*** TESTO
L’infermiera era accusata di aver ucciso quattro pazienti con dosi letali di eparina

Dopo undici anni di dubbi, interrogativi e inchieste, la giustizia ha messo un punto fermo sul caso che ha sconvolto la sanità toscana. La Corte di Cassazione ha confermato la condanna all’ergastolo per Fausta Bonino, l’infermiera dell’ospedale di Villamarina di Piombino, accusata di aver ucciso quattro pazienti con dosi letali di eparina.

Una vicenda giudiziaria lunga e complessa, iniziata nel 2014 con i primi decessi sospetti e culminata nel 2016 con l’arresto della donna, oggi 63enne. Il verdetto definitivo è arrivato lo scorso febbraio, ma solo in questi giorni sono state depositate le motivazioni della sentenza, ben 140 pagine, ora rese pubbliche da Il Tirreno.

Secondo quanto scrivono i giudici della Suprema Corte, gli indizi raccolti nei confronti della Bonino sono "univoci" e tali da giustificare la condanna al massimo della pena. Respinti in toto i motivi di ricorso presentati dalla difesa, che puntavano soprattutto sulla mancanza di un movente chiaro.

Ma per i magistrati, l’assenza di un movente certo non mina la solidità della condanna. Anzi, la stessa Corte d’Appello – nella sentenza di secondo grado – aveva già osservato come, pur emergendo “elementi indubbiamente significativi di possibili spinte all’azione criminale”, questi non fossero sufficienti per identificare “un movente esclusivo”.
******
*** RIGHE RIPORTATE
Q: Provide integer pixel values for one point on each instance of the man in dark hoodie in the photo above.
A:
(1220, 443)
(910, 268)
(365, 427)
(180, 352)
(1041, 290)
******
**COMPITO 1**
Cita dal testo sul caso di Fausta Bonino il passo compreso tra "L’infermiera era accusata" e "da Il Tirreno.", estremi inclusi.
**COMPITO 2**
Prosegui l'articolo sulla condanna di Fausta Bonino, riprendendo subito dopo l'ultima frase riportata.
Le righe costituiscono materiale a sé, separato dal testo.

**SPAZIO RISPOSTA 1**
L’infermiera era accusata di aver ucciso quattro pazienti con dosi letali di eparina

Dopo undici anni di dubbi, interrogativi e inchieste, la giustizia ha messo un punto fermo sul caso che ha sconvolto la sanità toscana. La Corte di Cassazione ha confermato la condanna all’ergastolo per Fausta Bonino, l’infermiera dell’ospedale di Villamarina di Piombino, accusata di aver ucciso quattro pazienti con dosi letali di eparina.

Una vicenda giudiziaria lunga e complessa, iniziata nel 2014 con i primi decessi sospetti e culminata nel 2016 con l’arresto della donna, oggi 63enne. Il verdetto definitivo è arrivato lo scorso febbraio, ma solo in questi giorni sono state depositate le motivazioni della sentenza, ben 140 pagine, ora rese pubbliche da Il Tirreno.

**SPAZIO RISPOSTA 2**
La Cassazione ha quindi condiviso l’impostazione dei giudici di merito: la dinamica dei decessi, le modalità delle somministrazioni e il ruolo della Bonino nei turni e nei reparti coinvolti sono ritenuti elementi convergenti che formano un quadro indiziario inequivocabile.

Il caso Bonino ha lasciato un segno profondo nella comunità di Piombino, alimentando negli anni un dibattito doloroso sui controlli nelle strutture sanitarie, sui limiti dell’accertamento medico-legale e sulla difficile ricerca della verità giudiziaria.

Con questa sentenza definitiva, si chiude un capitolo giudiziario tra i più controversi degli ultimi anni, ma resta aperta la ferita di una vicenda in cui, pur con una colpevole condannata, il mistero del perché – almeno sul piano umano – continua a restare senza risposta.